▶ **TRY IT**:
Look through the data below for the line with "--target blue sky" and the line with "Provide the mask of every instance of the snow on", then output those two and all lines in between, exactly as written.

▶ **EXERCISE DATA**:
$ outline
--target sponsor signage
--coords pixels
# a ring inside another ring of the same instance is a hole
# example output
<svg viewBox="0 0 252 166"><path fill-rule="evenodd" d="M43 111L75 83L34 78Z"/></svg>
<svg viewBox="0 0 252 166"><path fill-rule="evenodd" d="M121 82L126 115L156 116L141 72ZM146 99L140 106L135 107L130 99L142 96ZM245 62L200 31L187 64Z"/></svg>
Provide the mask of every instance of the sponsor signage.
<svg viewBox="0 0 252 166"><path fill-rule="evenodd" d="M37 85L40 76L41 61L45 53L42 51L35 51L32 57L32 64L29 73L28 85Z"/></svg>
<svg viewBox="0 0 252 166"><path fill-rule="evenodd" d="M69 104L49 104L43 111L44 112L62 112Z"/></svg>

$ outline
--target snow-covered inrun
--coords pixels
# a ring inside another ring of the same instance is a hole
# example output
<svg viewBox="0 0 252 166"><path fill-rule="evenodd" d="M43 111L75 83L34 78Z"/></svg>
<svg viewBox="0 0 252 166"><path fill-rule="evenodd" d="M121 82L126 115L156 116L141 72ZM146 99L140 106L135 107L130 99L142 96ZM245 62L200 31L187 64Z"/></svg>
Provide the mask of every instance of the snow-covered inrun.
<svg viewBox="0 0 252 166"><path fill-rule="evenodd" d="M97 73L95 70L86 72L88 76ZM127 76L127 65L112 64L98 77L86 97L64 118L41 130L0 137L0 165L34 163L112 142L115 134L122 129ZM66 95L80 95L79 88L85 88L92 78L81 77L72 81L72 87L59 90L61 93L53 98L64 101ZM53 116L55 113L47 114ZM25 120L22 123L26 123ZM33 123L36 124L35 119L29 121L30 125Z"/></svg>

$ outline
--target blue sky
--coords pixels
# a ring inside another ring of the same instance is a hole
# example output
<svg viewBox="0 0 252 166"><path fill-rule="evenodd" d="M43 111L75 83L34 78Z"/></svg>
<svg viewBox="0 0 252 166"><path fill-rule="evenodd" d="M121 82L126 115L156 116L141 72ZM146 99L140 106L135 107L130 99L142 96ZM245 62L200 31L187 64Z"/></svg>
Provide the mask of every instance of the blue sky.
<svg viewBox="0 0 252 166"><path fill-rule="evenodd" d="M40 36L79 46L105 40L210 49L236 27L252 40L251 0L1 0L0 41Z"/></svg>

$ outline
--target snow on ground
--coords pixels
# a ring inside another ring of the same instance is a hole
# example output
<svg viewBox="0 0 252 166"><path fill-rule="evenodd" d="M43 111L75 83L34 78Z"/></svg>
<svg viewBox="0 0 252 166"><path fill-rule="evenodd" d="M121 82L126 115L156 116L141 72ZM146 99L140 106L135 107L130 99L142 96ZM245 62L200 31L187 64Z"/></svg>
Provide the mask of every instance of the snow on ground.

* * *

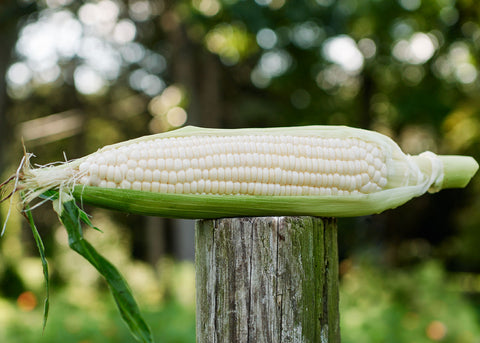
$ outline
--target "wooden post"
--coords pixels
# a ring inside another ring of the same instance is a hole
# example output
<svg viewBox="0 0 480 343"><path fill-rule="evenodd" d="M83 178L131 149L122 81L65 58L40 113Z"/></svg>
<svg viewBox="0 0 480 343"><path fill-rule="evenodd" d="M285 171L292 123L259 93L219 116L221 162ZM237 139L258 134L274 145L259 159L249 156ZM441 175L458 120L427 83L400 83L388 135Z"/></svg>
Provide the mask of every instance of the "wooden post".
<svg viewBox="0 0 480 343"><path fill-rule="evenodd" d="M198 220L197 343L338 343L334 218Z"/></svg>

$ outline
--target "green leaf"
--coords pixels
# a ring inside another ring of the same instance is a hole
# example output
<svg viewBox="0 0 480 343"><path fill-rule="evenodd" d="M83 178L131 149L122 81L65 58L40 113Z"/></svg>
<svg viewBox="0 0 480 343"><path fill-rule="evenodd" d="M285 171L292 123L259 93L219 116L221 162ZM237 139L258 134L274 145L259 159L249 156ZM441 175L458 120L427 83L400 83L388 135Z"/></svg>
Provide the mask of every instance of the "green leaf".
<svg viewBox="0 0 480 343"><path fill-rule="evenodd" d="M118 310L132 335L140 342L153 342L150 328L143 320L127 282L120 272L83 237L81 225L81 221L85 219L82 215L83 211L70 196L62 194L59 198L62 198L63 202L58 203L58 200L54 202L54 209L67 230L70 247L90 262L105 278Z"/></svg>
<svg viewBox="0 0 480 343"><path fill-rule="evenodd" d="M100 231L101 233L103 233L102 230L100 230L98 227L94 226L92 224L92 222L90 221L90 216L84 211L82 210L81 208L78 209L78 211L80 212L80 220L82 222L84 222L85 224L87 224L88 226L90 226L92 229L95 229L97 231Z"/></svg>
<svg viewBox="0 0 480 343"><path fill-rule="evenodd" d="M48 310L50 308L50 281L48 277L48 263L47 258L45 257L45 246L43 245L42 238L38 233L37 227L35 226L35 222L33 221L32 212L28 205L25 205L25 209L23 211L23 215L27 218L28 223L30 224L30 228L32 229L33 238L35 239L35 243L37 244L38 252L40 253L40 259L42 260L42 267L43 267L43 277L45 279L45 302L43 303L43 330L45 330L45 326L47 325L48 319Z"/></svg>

--

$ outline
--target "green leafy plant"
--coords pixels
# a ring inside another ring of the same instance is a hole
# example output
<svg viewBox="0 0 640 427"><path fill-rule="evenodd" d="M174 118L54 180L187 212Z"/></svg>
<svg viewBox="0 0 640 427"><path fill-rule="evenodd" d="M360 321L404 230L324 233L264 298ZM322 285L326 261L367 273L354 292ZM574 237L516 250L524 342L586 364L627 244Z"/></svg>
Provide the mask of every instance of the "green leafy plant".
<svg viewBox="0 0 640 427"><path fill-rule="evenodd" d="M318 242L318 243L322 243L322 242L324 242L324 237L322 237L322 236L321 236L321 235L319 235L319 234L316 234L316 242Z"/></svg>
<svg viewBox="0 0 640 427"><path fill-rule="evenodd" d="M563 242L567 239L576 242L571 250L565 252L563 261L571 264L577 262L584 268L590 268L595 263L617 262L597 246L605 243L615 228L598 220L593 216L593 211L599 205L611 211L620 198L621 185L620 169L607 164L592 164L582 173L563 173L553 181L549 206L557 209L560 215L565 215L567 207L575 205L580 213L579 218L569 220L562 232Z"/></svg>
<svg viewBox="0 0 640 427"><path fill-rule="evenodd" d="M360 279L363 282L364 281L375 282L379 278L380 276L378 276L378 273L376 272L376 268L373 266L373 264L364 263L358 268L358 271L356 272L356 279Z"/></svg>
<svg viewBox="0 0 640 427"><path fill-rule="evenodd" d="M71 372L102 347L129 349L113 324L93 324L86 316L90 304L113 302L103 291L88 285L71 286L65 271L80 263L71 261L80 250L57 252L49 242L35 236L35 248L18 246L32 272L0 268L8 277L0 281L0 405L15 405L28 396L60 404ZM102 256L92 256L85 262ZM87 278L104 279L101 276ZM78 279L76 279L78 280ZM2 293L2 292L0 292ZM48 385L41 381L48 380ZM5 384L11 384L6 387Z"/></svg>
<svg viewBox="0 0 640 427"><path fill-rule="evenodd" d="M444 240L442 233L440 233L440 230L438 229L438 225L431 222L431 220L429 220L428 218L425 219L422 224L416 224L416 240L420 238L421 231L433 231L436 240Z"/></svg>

▶ **EXPECTED ANSWER**:
--target blue sky
--coords pixels
# a ring inside another ring of the same instance is a hole
# example output
<svg viewBox="0 0 252 166"><path fill-rule="evenodd" d="M43 111L75 83L34 78Z"/></svg>
<svg viewBox="0 0 252 166"><path fill-rule="evenodd" d="M121 82L126 115L156 116L141 72ZM146 99L140 106L135 107L130 99L142 96ZM245 62L200 31L187 64Z"/></svg>
Provide the mask of every instance of the blue sky.
<svg viewBox="0 0 252 166"><path fill-rule="evenodd" d="M40 36L79 46L105 40L210 49L236 27L252 40L251 0L1 0L0 41Z"/></svg>

$ outline
--target snow on ground
--coords pixels
# a ring inside another ring of the same instance is a hole
# example output
<svg viewBox="0 0 252 166"><path fill-rule="evenodd" d="M43 111L75 83L34 78Z"/></svg>
<svg viewBox="0 0 252 166"><path fill-rule="evenodd" d="M121 82L126 115L156 116L141 72ZM146 99L140 106L135 107L130 99L142 96ZM245 62L200 31L187 64Z"/></svg>
Provide the mask of every instance of the snow on ground.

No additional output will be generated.